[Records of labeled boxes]
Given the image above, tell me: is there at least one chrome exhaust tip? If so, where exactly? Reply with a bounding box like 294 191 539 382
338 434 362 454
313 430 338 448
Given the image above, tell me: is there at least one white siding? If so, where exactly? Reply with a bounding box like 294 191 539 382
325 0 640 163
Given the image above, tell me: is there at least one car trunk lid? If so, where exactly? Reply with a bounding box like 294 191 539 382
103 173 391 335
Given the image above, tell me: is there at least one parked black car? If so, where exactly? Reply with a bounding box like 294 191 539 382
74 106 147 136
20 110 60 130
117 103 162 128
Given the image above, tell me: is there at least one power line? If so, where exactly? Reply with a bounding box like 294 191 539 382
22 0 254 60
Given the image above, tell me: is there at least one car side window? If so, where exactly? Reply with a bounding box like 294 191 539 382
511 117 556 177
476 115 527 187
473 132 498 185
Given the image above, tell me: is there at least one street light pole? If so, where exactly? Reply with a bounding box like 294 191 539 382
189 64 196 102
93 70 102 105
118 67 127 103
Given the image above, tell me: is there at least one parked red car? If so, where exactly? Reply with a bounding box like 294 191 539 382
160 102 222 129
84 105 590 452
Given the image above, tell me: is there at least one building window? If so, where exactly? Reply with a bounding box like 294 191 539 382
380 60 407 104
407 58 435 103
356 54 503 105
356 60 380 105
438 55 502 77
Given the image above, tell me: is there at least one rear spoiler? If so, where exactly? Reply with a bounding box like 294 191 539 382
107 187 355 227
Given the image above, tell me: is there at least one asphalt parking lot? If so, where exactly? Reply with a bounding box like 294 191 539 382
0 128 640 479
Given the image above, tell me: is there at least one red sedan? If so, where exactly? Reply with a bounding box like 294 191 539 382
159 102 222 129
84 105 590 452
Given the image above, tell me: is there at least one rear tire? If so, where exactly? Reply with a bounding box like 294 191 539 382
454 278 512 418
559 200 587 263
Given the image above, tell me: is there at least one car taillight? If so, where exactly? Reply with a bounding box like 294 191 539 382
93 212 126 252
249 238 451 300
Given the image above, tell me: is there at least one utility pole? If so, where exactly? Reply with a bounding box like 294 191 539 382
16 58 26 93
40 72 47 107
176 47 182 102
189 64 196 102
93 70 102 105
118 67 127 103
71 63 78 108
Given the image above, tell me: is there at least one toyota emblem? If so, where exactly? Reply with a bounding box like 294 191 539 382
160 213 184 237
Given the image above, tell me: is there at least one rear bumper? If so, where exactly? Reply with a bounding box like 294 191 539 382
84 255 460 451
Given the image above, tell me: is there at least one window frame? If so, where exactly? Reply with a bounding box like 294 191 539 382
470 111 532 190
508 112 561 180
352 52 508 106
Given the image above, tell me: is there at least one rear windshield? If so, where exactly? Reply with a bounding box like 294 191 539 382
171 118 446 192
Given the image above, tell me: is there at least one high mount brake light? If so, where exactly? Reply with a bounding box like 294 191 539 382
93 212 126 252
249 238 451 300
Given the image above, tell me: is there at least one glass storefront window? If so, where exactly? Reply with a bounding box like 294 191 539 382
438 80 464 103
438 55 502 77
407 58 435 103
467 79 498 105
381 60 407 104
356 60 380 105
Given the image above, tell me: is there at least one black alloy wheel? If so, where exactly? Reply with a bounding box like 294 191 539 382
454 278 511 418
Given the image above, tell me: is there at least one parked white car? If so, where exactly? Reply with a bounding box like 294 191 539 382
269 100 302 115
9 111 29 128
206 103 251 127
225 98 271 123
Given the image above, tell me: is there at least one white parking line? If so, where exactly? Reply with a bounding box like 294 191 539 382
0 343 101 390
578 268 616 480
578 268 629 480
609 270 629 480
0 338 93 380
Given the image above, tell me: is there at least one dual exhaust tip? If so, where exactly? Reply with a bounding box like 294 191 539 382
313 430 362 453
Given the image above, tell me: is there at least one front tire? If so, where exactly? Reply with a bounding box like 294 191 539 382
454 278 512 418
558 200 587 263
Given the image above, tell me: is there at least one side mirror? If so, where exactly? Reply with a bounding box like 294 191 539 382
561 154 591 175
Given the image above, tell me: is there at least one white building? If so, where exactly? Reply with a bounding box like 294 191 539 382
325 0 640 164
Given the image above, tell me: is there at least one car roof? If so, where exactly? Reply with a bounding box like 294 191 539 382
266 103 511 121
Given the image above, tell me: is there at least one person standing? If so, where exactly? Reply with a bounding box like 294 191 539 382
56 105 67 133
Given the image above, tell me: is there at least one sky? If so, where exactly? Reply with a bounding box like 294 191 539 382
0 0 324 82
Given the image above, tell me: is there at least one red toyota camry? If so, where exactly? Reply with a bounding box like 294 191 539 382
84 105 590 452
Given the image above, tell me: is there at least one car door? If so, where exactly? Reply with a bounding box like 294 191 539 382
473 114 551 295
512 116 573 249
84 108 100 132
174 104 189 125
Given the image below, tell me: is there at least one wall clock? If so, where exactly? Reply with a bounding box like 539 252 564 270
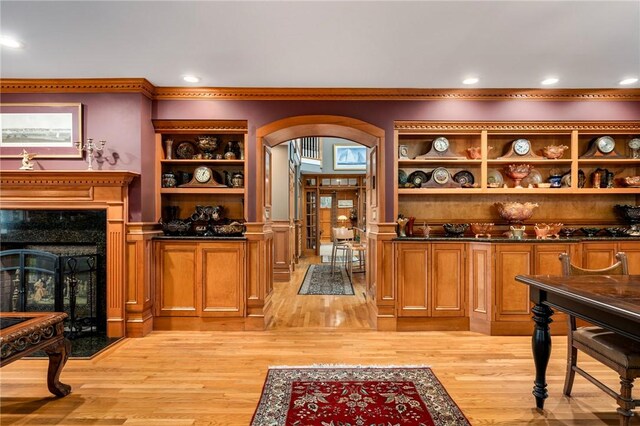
498 138 540 160
416 136 465 160
628 138 640 158
580 136 624 158
179 166 227 188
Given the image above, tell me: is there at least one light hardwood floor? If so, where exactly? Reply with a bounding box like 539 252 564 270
0 255 640 426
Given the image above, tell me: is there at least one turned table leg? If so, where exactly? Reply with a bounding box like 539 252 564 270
44 338 71 396
531 303 553 409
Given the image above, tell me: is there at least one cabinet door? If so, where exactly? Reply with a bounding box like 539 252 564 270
199 242 245 317
495 244 533 321
582 241 618 269
396 243 431 317
431 243 466 317
533 243 575 275
467 243 493 321
618 241 640 275
155 242 198 317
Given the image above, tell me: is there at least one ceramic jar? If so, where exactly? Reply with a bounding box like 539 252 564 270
162 172 178 188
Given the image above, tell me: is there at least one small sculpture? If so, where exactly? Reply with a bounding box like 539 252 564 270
20 149 36 170
396 216 409 237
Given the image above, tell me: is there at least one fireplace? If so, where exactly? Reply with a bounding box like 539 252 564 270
0 209 107 339
0 170 139 338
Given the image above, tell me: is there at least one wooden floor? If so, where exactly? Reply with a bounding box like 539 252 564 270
0 255 640 426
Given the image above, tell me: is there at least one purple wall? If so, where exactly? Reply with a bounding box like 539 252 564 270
0 93 640 221
0 93 154 221
155 100 640 221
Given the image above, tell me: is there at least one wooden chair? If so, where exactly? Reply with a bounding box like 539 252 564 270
331 228 354 274
560 252 640 426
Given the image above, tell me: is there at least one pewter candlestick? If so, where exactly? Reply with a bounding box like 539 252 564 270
76 139 107 170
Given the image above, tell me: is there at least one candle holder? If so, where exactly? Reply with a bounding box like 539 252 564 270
76 139 107 170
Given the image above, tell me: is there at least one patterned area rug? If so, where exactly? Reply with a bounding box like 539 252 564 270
298 265 355 295
251 367 470 426
320 255 358 266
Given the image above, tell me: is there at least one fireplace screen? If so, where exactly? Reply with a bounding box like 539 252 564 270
0 249 100 339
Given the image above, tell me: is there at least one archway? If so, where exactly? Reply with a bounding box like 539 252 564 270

■ Do this:
Swap every "bounding box" in the data above for "rectangle", keep everything else the same, and give the data back with the pictures left out.

■ Task solution:
Given the image above, tell me: is there at least one chrome exhaust tip? If so, where exactly? Reply with a rectangle like 294 191 539 382
338 434 362 454
313 430 338 448
Given the image above, tell me: is there at least one white siding? If so, where exactly? Reply with a rectangle like 294 191 539 382
325 0 640 163
Given the image above, tell me: is there at least one car trunk lid? If so, where exactly? Reply with a rectangle like 294 191 539 382
103 173 391 335
Given the image above, tell me: is there at least one parked black car? If so, where exactly? Reply with a rectangle like 294 191 539 382
74 106 147 136
20 110 60 130
117 103 162 128
Given the image above, tell me: is there at least one power line? If so, where exactly? Reply with a rectangle like 294 191 539 382
22 0 254 60
Given the image above, tell me: is there at least one car side window? If so, where exactly? Reply with a rectangle like 294 191 539 382
511 117 556 177
476 115 527 187
473 132 498 185
Given the image above, tell me: is there at least one street light pole? If so, where exactly? Reply with a rectangle like 294 191 539 382
189 64 196 102
93 70 102 105
118 67 127 103
Given the image above, tell me: is there at least one parked red car? If so, where exactly? Reply with a rectangle like 294 191 539 382
160 102 222 129
84 105 590 452
Given the image above, tell me: is there at least one building window? If so, where exactly? Reply with a rectangle like 294 191 539 382
380 60 407 104
407 58 435 103
356 54 503 105
356 60 380 105
438 55 502 77
Given the image above, tell me: is there at least one rear spoiler? If so, where exactly? Reply with a rectangle like 294 191 539 382
107 187 355 227
Given the image above, tell me: is there at least one asphalt parking lot? If so, where exactly? Reply with a rectangle like 294 191 539 382
0 128 640 479
Given the image above, tell me: is there at least one red sedan? If so, where exactly? Reply with a rectangle like 294 191 539 382
159 102 222 129
84 105 590 452
Given the image above, tell me: is there at least one rear tire? If so, where exactly? Reply with a rectangle like 294 191 539 382
454 278 512 418
559 200 587 263
Given the image above, tell me: is there at least one car taillight? If so, where exactly? Reply with a rectangle like 294 191 539 382
93 212 126 252
249 238 451 300
Given the image above, tell me: is there at least one utility pole? If so, where exactly? Reply with a rectangle like 294 191 539 382
16 58 26 93
40 72 47 107
176 47 182 102
189 64 196 102
93 70 102 105
118 67 127 103
71 63 78 108
Given the image above, tell me: is there at least one toyota emblem? If so, where exactly? Reply with a rectangle like 294 191 539 382
160 213 184 237
Given the image above, tell me: is there at least one rear bumper? If so, where exactly? Reply with a rectangle like 294 191 539 382
84 255 460 451
Given the image above, tell me: is there at least one window frame? If so, where exactly? Reply with a rectangle like 294 191 539 382
470 111 532 190
508 112 561 180
352 52 508 106
Given the image above, tell me: is there at least one rear windshield? If so, where exactly? Reply with a rectangle like 294 191 539 382
171 118 446 192
Given the image above, tell me: is there at least one high mount brake light? If so, where exactly? Reply with a rectangle like 294 191 539 382
93 212 126 252
249 238 451 300
Given the image above, tell me: is there at least one glass storefront window? If so, where exactly? Reply with a rectangle like 294 191 539 382
438 80 464 103
438 55 502 77
407 58 435 103
467 79 498 105
381 60 407 104
356 60 380 105
Given the image above, tell me: is there at least one black alloy wheel? If so, where exactly? Reply with a rectangle like 294 191 539 382
454 278 511 418
Given the image above, tell me: is there at least one parked white car? If so, where exactly? Reply with a rectangle like 294 191 539 382
269 100 302 115
9 111 29 128
206 103 251 127
225 98 271 123
Given the image above, tell me: is there at least one white parking line? If so, where exactly? Reply with a rectangle like 294 191 539 382
0 343 101 390
578 268 616 480
578 268 629 480
609 270 629 480
0 338 93 380
Given the image above, tell me: is there at least one dual exhaust tip? If so, where exactly? Reply with a rectangle like 294 191 539 382
313 430 362 453
Given the image above, tell me: is there at least one front tire? If so, where exactly? Reply with a rectangle like 294 191 539 382
454 278 512 418
558 200 587 263
Given the image above, tell me: is there at least one side mirror? If so, where exactly? Reply with a rectangle like 294 191 539 382
561 154 591 175
Given the image above, tell me: is there at least one white building? If so, where exactly? Reply with a rectangle like 294 191 539 382
325 0 640 164
Given the image above, tell me: is there at least one car roof? If so, where exactly? Reply with a rectangle like 294 191 539 382
266 103 511 121
Given the image above, tell me: is there at least one person standing? If so, where exactly? Reply with a rectangle like 294 191 539 382
56 105 67 133
Given the image above, tell me: is there at least one sky? If so, where exactly? Reply with a rectangle like 294 191 539 382
0 0 324 82
Given the image above, tell me: is there at least one red toyota camry? If so, where exactly? Reply with a rectangle like 294 191 539 382
84 105 590 452
Given the image above, tell me: is there at least one car door? If so, where exactly? Reply with a rectangle like 294 191 539 382
473 114 551 295
512 116 573 249
84 108 100 132
174 104 189 125
Given the image below, tell me: is there at least one wall clock? If so, where exactly? Reply with a rectangle like 539 252 564 270
498 138 540 160
416 136 465 160
628 138 640 158
580 136 624 158
179 166 227 188
Given the image above, tell me: is there at least one light hardwood floor? If so, where exactly? Reply with a rectangle like 539 252 564 270
0 255 640 426
Given the image above, tell me: is there at least one turned table leg? If so, where exactly? Reply with a rectangle like 539 252 564 270
44 338 71 396
531 303 553 409
Given the image above, tell me: is there at least one cabinet door? If so, where exactly? Reply with a rectangle like 539 252 564 270
199 242 245 317
495 244 533 321
582 241 618 269
396 243 431 317
431 243 466 317
533 243 575 275
467 243 493 321
618 241 640 275
155 242 198 317
Given the image above, tell me: is there at least one ceramic jar? If so, where exactly? Reply with a rectangle like 539 252 564 270
162 172 178 188
Given the image above, tell me: is there at least one small sculpture? If so, where exactly? Reply with a rectangle like 539 252 564 270
20 149 36 170
396 216 409 237
Given the image above, tell me: is there at least one fireplace? If so, where exactly? Reply with a rectangle like 539 252 564 270
0 209 107 339
0 170 139 338
Given the image above, tell me: is there at least one wooden floor? If so, where exactly? Reply with a rectangle like 539 252 564 270
0 255 640 426
Given the image above, tell me: is there at least one purple wall? If so, where exactly? Reply with a rectangle like 539 252 564 270
0 93 640 221
0 93 154 221
155 100 640 221
Given the image above, tell me: is there at least one wooden chair? If so, where exactly? Reply with a rectangle like 539 252 564 270
331 228 354 274
560 252 640 426
Given the image above, tell me: is there at least one pewter candlestick? If so, where exactly? Reply with a rectangle like 539 252 564 270
76 139 107 170
Given the image above, tell me: is there at least one candle holder? If so, where exactly? Reply with a rectangle like 539 252 564 270
76 139 107 170
Given the image above, tell me: is there at least one patterned area rug? If so, where exactly? Reply with a rectangle like 539 252 564 270
298 265 355 295
251 367 470 426
320 255 358 266
Given the image above, tell me: is there at least one fireplace screen? If so, where exactly? Reply with a rectangle like 539 252 564 270
0 249 100 339
Given the image above, tell me: is there at least one archway? If so, where exactly? Reply with a rectangle like 539 252 564 270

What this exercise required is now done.